- INSTRUCTION -
Copy exactly the last part of the entries, starting from the line with "We need ground-truth boxes for pendant" and including the final line.

Records excerpted from a collection

········

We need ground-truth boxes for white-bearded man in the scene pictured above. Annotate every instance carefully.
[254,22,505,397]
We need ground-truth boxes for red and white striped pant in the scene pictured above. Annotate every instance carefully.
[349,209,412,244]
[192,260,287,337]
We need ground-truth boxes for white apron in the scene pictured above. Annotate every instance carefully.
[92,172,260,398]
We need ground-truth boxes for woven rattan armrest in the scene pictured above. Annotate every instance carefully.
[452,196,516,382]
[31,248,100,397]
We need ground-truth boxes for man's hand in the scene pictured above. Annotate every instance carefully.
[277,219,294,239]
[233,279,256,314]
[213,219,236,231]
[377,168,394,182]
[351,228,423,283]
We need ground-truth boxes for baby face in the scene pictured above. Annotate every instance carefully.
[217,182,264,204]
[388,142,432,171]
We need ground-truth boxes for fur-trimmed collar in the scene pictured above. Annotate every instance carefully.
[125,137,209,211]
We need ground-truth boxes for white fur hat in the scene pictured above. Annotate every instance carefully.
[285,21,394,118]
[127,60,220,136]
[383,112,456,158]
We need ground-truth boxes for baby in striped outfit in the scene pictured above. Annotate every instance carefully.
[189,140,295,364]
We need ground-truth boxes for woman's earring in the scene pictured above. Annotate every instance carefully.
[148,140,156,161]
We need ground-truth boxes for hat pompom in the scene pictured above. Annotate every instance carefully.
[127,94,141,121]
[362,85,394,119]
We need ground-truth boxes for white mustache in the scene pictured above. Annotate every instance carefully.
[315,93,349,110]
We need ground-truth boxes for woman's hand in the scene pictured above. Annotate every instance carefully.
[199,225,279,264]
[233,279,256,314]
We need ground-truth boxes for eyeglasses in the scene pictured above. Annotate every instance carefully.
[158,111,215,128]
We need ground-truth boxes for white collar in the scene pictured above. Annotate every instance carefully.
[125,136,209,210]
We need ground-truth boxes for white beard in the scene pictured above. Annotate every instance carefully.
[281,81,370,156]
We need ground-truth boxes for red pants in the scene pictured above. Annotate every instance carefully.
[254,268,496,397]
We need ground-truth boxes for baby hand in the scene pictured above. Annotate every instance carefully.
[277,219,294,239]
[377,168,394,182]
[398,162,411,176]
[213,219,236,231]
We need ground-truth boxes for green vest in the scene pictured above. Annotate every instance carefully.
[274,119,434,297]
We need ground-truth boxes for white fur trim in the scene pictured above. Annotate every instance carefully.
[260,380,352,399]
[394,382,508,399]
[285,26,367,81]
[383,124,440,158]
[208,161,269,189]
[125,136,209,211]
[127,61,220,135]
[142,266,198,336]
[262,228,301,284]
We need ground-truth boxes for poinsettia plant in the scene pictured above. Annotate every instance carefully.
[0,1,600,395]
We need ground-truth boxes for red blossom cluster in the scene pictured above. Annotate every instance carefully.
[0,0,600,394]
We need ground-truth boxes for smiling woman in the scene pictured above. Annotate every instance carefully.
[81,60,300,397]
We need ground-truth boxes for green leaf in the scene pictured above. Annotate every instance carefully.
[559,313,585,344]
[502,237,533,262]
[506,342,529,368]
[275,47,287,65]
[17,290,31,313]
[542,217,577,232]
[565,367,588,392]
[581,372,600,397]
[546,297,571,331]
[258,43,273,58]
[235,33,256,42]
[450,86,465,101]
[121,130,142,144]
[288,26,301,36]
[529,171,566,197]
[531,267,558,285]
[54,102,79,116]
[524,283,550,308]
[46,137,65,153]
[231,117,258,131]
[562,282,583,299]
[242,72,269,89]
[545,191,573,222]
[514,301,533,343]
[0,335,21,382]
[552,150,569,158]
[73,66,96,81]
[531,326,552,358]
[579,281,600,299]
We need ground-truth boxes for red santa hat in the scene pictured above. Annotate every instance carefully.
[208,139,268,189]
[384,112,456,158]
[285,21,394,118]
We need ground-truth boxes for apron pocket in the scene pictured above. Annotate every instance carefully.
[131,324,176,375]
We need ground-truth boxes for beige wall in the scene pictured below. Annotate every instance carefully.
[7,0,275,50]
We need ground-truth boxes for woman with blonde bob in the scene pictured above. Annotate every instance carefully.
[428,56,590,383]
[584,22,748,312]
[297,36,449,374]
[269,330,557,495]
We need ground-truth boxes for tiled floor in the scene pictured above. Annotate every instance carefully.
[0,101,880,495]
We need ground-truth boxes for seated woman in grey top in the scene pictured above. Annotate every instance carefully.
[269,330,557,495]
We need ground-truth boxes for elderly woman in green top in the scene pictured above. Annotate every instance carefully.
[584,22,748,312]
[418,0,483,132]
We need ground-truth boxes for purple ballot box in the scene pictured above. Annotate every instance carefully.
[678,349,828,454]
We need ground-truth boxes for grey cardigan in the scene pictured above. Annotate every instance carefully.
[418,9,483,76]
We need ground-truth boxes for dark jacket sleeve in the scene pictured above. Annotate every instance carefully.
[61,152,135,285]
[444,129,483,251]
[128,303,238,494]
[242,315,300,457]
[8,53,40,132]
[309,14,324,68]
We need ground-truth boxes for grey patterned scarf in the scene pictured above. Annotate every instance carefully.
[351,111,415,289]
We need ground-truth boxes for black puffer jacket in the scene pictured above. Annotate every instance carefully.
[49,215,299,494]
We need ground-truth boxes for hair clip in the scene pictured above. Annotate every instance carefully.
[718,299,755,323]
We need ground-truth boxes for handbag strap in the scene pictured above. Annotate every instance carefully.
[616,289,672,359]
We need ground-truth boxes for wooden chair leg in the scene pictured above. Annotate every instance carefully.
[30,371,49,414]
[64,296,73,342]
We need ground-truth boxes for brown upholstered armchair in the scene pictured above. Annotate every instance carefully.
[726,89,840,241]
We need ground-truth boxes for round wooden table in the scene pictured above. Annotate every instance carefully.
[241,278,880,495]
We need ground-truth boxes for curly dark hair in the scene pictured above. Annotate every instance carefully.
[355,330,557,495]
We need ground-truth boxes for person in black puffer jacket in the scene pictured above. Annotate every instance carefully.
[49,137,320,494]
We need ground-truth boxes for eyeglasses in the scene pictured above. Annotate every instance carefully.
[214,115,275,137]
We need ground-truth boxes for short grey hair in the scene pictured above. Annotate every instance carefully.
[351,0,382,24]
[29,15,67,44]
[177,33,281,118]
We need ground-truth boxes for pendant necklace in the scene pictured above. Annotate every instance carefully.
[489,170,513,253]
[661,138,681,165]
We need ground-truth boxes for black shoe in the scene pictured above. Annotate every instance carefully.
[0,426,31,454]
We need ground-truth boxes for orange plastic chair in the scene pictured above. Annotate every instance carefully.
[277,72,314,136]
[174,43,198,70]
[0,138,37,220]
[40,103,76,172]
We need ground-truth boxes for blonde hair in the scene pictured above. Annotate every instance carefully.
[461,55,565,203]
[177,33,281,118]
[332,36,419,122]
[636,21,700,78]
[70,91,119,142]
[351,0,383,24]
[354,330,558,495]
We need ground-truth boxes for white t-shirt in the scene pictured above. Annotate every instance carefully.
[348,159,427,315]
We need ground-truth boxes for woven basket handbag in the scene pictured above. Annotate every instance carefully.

········

- RESPONSE FOR THIS EXERCISE -
We need ground-truth boxes for pendant necklace in the scene pictured above. Annotate every instance carefully.
[489,170,513,253]
[661,138,681,165]
We need ground-truth boxes for black shoe in the scene pictured above. Annotate every instance carefully.
[0,426,31,454]
We need ground-truth boxes for orange plastic chair in the scene pictured above. Annotate every instance carefully.
[277,72,314,136]
[174,43,198,70]
[0,138,37,220]
[40,103,76,172]
We need ground-truth boxes for blonde hair in the scene pictured above. Annotate every instance carefully.
[461,55,565,203]
[177,33,281,118]
[332,36,419,122]
[636,21,700,78]
[70,91,119,142]
[351,0,383,24]
[354,330,558,495]
We need ground-truth boxes for white t-shirt in the scene pictured above. Annotate every instance carefully.
[348,159,427,315]
We need ground-truth boxes for woven basket handbag in the scene pictured above. Annotate every instance carefully.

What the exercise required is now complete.